Medical transportation via commercial airline from B.C. to Ontario can cost from $8,000 to $9,000, according to Gail Courneyea, founder and president of Angels of Flight. For individuals who are more critically injured and require an air ambulance, that cost can jump to about $30,000.
Courneyea founded the Global Angel Charitable Organization through fundraisers and grants to provide financial assistance to those who cannot afford hefty medical transportation fees. The charity has assisted ill and injured Canadians stranded abroad or in another province without travel insurance or the money to pay for medical transportation home.
“The cost of travel insurance is very small in comparison to if you have an accident or emergency, while you were outside your province,” Finn said. For those who plan to travel to the U.S. or outside their province of residence more than once in a year, Finn suggests purchasing an annual, multi-trip insurance policy to avoid purchasing travel insurance with each trip.
Trip cancellation and interruption insurance is another important component of travel insurance. There are a number of reasons you might cancel your trip, such as a medical emergency or a natural disaster in the area you’re visiting. This type of coverage is particularly important for those buying a more expensive trip for the distant future.
Even though the company Covel works for provides some travel insurance, she purchased an all-inclusive emergency medical and trip cancellation and interruption insurance package for extra protection.
“I am a risk-averse person,” Covel said. “Because we were travelling outside of North America, I wanted to be sure we had full medical insurance — just in case.”
A wise decision, according to Finn.
“It could be that you’re covered through work, but depending on what type of trip you’re taking, you may not be,” Finn said. “We would strongly advise people to read their policy and understand it before they travel.”
Finn said this rule also applies to coverage you may receive through a credit card. She recommends travellers head to an insurance broker who can assess whether their current policy is adequate for their trip, or whether they need additional coverage based on factors such as the destination, the length of their trip and the type of activities they will be doing.
“If you’re going to go bungee jumping, if you’re going to go skiing, if you’re going to go hiking — anything that is considered an extreme sport — if you get hurt without purchasing additional travel insurance to cover your extreme sport excursion, then your basic travel insurance does not cover you to come home,” Hannah said.

> [WORK TASK]: Pick up the article on travel insurance after its last sentence and keep it going.

> [DATA SUPPLIED]:

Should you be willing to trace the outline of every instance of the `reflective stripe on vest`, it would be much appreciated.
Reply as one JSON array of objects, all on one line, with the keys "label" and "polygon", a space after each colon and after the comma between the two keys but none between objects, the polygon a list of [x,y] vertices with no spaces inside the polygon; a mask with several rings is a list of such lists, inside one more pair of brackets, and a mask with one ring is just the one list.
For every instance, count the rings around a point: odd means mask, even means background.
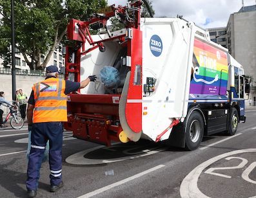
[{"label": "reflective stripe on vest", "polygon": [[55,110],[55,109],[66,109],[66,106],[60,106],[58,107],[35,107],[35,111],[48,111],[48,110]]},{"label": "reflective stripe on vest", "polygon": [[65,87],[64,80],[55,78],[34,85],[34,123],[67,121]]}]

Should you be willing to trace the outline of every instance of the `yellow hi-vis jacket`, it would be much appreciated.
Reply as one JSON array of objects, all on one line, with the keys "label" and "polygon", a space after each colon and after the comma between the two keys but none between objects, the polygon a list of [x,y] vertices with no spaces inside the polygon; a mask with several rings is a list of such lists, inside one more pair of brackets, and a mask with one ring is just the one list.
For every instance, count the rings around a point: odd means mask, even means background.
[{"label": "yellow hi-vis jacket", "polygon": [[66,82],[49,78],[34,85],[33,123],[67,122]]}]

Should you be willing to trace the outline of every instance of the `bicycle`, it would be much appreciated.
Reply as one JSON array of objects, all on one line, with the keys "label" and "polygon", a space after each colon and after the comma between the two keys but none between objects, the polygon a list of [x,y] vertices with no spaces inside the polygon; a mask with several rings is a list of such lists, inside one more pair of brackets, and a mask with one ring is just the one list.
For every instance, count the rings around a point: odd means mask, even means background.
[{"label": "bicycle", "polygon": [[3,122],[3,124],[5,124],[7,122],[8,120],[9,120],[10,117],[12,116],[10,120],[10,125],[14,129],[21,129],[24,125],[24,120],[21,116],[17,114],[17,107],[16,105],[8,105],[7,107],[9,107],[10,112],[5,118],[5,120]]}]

---

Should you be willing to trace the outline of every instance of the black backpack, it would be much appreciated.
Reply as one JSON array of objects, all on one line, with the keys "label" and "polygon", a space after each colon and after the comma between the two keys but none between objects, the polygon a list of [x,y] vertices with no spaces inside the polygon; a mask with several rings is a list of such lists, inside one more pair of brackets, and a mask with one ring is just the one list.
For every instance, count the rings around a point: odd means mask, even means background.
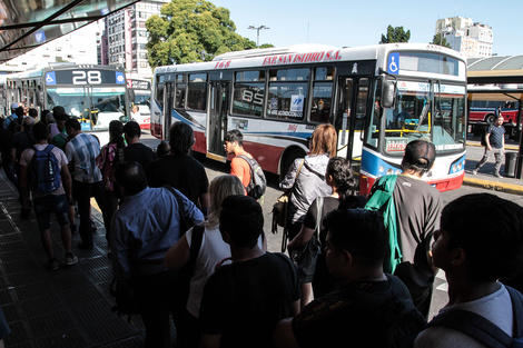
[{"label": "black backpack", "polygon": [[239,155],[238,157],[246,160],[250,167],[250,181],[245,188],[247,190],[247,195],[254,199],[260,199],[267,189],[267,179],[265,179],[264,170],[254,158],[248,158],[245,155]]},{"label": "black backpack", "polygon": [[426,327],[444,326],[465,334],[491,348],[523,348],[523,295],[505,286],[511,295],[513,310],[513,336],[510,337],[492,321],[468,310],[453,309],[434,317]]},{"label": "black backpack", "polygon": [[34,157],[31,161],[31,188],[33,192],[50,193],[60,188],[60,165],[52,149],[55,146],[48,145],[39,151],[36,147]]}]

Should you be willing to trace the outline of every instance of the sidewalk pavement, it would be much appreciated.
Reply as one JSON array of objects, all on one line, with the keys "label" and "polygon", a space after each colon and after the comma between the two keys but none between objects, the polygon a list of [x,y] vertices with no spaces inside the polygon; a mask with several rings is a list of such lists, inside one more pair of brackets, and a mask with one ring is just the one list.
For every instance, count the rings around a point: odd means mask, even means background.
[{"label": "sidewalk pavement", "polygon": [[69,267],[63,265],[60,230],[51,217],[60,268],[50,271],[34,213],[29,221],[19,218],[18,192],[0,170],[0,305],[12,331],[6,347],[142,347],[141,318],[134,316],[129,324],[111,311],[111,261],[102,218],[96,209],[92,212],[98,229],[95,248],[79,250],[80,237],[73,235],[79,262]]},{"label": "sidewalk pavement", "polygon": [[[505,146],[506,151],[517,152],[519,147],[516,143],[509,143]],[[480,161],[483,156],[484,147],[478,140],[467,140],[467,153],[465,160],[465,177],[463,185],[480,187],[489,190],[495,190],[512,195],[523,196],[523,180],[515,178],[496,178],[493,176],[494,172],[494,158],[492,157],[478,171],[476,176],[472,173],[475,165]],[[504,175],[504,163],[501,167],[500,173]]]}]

==

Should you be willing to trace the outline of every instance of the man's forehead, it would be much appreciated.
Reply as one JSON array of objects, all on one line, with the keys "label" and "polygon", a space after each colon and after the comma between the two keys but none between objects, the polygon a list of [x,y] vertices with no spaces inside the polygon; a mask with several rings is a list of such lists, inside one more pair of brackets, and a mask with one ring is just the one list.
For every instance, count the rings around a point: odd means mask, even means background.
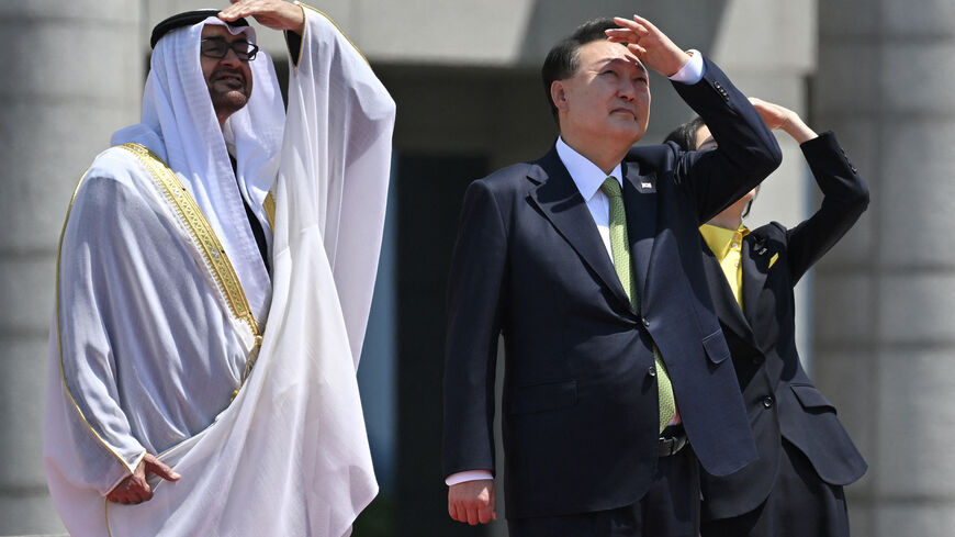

> [REPLY]:
“You really have to read all the small print,” Courneyea added. “Have you purchased travel insurance? Have you had a chance to read it all and know what will be covered if you become sick or injured? Nobody does. You never read it until something happens.”
If travellers do find themselves in an emergency situation while abroad, one of the benefits of purchasing travel insurance is that travellers have access to a 24-7 emergency assistance provider. Travellers should always make sure they receive a card with a toll-free and collect emergency assistance number when they purchase their insurance (and don’t forget to pack it!).
“If you’re away and your passport gets stolen and you have no idea what to do, you can call the number and they will direct you to the nearest embassy or consulate. Or if you have a medical emergency they can send you to a nearby clinic or hospital and walk you through the process,” Finn said.
The emergency assistance provider will also be managing your claim when you return home, so it’s important to call immediately to get the process started and alleviate some of the stress for when you return home.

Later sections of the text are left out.